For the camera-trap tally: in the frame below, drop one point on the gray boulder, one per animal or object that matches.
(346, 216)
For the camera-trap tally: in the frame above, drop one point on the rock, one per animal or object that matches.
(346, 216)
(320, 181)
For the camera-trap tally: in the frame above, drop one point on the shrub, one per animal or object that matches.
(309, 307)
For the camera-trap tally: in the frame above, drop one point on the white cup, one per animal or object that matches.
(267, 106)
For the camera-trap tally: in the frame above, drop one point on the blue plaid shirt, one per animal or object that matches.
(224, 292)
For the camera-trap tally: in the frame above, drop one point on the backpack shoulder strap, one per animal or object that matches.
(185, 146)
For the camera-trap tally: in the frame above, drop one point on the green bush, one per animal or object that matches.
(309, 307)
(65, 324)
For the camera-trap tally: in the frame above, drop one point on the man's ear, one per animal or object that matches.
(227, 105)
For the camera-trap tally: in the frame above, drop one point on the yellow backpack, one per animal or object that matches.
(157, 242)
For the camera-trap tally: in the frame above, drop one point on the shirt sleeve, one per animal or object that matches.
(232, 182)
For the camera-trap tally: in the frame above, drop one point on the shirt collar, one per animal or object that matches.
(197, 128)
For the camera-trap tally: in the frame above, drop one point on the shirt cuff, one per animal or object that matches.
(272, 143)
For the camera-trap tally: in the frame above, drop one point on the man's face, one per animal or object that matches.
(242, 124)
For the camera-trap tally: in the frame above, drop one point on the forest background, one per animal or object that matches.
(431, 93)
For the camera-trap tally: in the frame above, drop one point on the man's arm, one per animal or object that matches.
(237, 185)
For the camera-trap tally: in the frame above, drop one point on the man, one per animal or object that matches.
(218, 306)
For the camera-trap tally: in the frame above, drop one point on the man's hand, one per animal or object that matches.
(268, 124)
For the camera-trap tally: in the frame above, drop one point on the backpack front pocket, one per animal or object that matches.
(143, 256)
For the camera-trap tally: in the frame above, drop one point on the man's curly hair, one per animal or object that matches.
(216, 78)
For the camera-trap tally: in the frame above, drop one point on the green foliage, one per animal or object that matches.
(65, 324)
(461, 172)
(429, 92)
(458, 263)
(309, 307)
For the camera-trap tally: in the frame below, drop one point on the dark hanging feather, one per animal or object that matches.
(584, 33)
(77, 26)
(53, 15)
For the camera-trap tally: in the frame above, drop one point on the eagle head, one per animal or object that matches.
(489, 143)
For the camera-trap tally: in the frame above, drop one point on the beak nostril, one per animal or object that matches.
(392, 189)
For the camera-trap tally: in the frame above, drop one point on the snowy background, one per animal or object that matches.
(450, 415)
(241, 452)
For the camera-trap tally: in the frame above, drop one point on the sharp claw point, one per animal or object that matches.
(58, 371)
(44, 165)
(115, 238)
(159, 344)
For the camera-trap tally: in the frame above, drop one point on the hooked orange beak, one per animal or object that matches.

**What is being asked:**
Everything from the line containing "head, one per animal or object that matches." to the end of the data above should be quoted exactly, please, both ends included, and nothing outside that span.

**Output:**
For the camera-trap tally: in the frame above, drop one point on the eagle head, one per animal or object that matches.
(489, 143)
For the camera-trap tally: in the frame above, drop one point on the beak nostril, one per animal or object that matches.
(392, 189)
For the camera-trap tally: in the frame above, drop one point on the snowy background, one per animal or object that matches.
(450, 415)
(241, 452)
For the camera-trap tally: in the frame above, drop one point on the sharp claw point, one per animal or object that matches.
(58, 371)
(44, 165)
(115, 238)
(159, 344)
For the camera-trap tally: in the frame above, drop one point on the hooked orange beak, one per animal or object that matches.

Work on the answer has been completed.